**JOB A:** In the excerpt on Pakistan's SMASH missile, what do officials say SMASH is meant for?
**JOB B:** Please reproduce the part of the excerpt on Pakistan's SMASH missile starting with "Operationally, a 350-kilometer-class" and going on through "lines of communication.".

Operationally, a 350-kilometer-class weapon presents Pakistan the option to threaten high-value naval units operating deep in the Arabian Sea. When combined with shore-based surveillance, maritime patrol aircraft, and drones, SMASH forms part of a layered anti-access and area-denial posture around Pakistan’s coast and key sea lines of communication.

Contested Indian Ocean
The Pakistan Navy’s SMASH anti-ship ballistic missile test is part of a larger trend toward mass-produced, conventionally armed ballistic systems. Pakistani defense analysts increasingly highlight conventional precision missiles as tools to offset India’s numerical advantages and its investment in long-range air defense systems.
Ballistic anti-ship weapons also complicate planning for any Indian carrier or surface action group operating near Pakistani waters. Unlike cruise missiles, maneuvering ballistic re-entry vehicles approach from the upper atmosphere at very high speed. Defenders must therefore manage shorter warning times and more demanding engagement geometry, accelerating the regional shift towards fully integrated air and missile defense at sea.
Conclusion
For now, Pakistan describes SMASH as an indigenous system still in development and validation. Officials also stress that SMASH is meant only for national requirements, not for export.

**RAW DATA:**
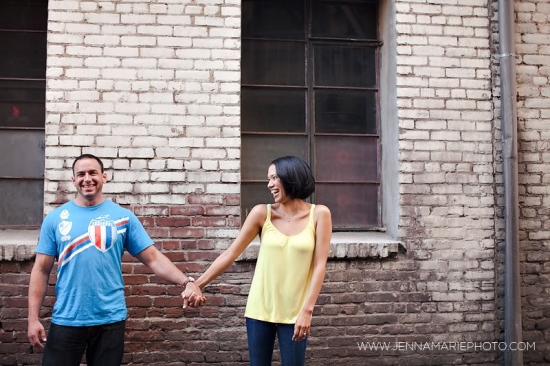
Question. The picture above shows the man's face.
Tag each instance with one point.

**SOLUTION A:** Only national requirements, not export.

**SOLUTION B:**
Operationally, a 350-kilometer-class weapon presents Pakistan the option to threaten high-value naval units operating deep in the Arabian Sea. When combined with shore-based surveillance, maritime patrol aircraft, and drones, SMASH forms part of a layered anti-access and area-denial posture around Pakistan’s coast and key sea lines of communication.